**Jobs**
1. In the mailing-list post on PDOIS's economic policy, under what condition does Hamjatta Kanteh's quoted essay say liberals object to association or cooperation?
2. Please write the next part of the mailing-list post on PDOIS's economic policy, picking up after its final sentence.

**Article**
On this basis alone, I feel it is futile to try to explain to him because
this  attempt will  not yield any fruit, you will just be going in circles,
whiles he comes with purile extrapolations that does not have any head or
tail.
>From: Hamjatta Kanteh <[log in to unmask]>
>Reply-To: The Gambia and related-issues mailing list
><[log in to unmask]>
>To: [log in to unmask]
>Subject: Re: Response To Brother Buharry - My opinion
>Date: Sun, 14 Oct 2001 09:29:16 EDT
>
>Pa Modou,
>
>Am i surprised that you will continue - as ever - to muddle issues time and
>again??!! In your chimerical attempt to throw a blow at my assertion that i
>have only expressed disquietude and or scepticism on the overall impact of
>cooperative economics to ameliorate the legion of Gambian poor and
>unemployed, you commented:
>
><< With all due respect Hamjatta, the above you claim to be a disclaimer is
>infact not a disclaimer. You CANNOT disclaim three powerful indictments of
>PDOIS's economic policy from THREE DIFFERENT POSTS with the above
>disclaimer
>without withdrawing the former three. Your disclaimer above is in DIRECT
>CONFLICT with your earlier posts and seem to another view that DOES NOT
>CATEGORICALLY STATE which of the two applies to PDOIS's economic policy.
>The
>onus is on you to either withdraw the former and stick to the latter or
>vise
>versa. This, I guess is Buharry's contention and I stand to be corrected.
> >>
>
>What the heck are you trying to say here? You see the problem with you ...
>you obfuscate stuff that have always been straightened out with mumbo jumbo
>that leaves folks tearing at their hair as to what you are on about. I'm
>sure
>you must have read my original essay on PDOIS' economic programme, where i
>commented, amongst others, that:
>
>"Needless to say that such weasel- words as "cooperatives" are nothing but
>State contrived collectivisation at the expense individual enterprise and
>initiatives. Don't get me wrong. Free market liberals might be reluctant to
>use the weasel-word "cooperatives" but they see nothing wrong with
>voluntary
>and spontaneous civil cooperation or association between individuals in a
>market place or social entity. Liberals only object when the association or
>cooperation is State/gov't contrived as opposed to being a spontaneous and
>voluntary civil association between individuals."
>
>From the very outset, i contrasted between State contrived
>cooperatives/collectivisation and spontaneous civil cooperation/association
>between individuals in an given entity - be they political, economic or
>social. And expressed a preference for the latter for obvious reasons.
>Suffice to say that this is what my point has always been vi-a-vis
>cooperative economics. Furthermore, given the diseconomies of scale
>associated with the PDOIS proposal, i argued that invariably we are going
>to
>end up with State contrived cooperatives as opposed to free market ones -
>if
>PDOIS' policy thrust is to make sense. What is so difficult about
>understanding this simple point? Where is the passage where i categorically
>condemned cooperatives? This misrepresentation of my views is getting out
>of
>hand. For the purposes clarity, i will reproduce my original essay on
>PDOIS'
>Economic Programme. Re-read it and show me where i've been inconsistent
>with
>i have been writing of late.

**Dataset extract**
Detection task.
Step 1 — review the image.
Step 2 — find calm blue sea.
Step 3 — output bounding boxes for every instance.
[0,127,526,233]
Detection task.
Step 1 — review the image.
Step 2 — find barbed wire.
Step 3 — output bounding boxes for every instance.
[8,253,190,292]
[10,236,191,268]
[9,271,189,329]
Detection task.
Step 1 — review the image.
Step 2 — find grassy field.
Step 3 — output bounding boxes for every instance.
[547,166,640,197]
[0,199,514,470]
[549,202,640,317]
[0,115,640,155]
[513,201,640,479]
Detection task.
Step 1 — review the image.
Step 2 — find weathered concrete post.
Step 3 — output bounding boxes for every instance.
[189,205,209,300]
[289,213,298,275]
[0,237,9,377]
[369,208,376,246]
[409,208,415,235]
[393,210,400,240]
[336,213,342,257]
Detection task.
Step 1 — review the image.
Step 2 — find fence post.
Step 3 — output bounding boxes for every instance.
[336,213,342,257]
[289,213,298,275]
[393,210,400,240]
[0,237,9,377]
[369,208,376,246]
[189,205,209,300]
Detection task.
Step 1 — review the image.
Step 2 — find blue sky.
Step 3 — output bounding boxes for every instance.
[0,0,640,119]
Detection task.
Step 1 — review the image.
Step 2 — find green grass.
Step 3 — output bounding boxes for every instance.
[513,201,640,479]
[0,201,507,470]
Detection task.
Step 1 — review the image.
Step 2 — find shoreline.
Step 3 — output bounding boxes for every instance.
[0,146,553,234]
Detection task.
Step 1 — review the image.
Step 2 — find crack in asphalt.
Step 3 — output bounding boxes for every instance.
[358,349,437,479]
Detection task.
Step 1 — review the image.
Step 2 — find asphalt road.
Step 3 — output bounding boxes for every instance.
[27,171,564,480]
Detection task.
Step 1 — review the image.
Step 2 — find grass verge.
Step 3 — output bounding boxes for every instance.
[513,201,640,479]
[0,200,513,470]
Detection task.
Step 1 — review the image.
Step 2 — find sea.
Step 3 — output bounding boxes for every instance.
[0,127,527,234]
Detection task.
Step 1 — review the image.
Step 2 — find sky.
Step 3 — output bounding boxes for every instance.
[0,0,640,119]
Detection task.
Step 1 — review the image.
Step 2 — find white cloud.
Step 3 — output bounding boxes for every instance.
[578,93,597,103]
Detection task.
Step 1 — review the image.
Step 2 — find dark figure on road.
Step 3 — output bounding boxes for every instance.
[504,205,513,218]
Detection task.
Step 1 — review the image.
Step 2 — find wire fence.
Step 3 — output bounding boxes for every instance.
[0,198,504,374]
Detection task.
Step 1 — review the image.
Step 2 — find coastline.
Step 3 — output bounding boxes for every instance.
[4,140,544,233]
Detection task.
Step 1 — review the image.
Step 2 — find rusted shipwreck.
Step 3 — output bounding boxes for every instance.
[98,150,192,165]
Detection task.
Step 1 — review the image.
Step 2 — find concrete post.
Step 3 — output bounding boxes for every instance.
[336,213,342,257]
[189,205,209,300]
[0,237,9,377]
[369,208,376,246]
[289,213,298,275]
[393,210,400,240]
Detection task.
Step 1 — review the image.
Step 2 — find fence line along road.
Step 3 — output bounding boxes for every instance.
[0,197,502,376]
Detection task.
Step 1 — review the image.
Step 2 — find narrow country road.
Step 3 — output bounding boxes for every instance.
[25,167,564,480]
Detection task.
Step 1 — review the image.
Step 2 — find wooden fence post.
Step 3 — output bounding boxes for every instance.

**Per-task answers**
1. Liberals object only when the association or cooperation is contrived by the State or government rather than being a spontaneous, voluntary civil association between individuals.

2.
>
>More to the point of your lack of understanding of the issues, or that you
>are not simply paying attention to the issues being raised, you wrote:
>
><< Hamjatta, I find it difficult to see the relevance in your reference to
>Hayek's "The Road to Serfdom" to the current debate. >>
>
>This is a clear manifestation - if any were needed - that you are not
>listening/reading carefully what is being said/written here. Let Buharry
>himself explain the relevance of the Hayek reference:
>
><< Which views have been repudiated by vast swathes of evidence? Socialism?
>Co-operatives?
>
>(a) Who carried out the rational disinterested study you talked about?
>(b) Was it you? >>
>
>To cut through what would have amounted to another endless debate on
>ideology, and bore people to death with theory-laden postings, i suggested
>the brother to read Hayek's "The Road to Serfdom", which is the classical
>liberal repudiation of socialism. If he disagrees with the Hayek position
>then we can take it up some other time.
>
>I can only hope you start reading properly people's views and stop muddling
>stuff you seem on the whole ignorant about.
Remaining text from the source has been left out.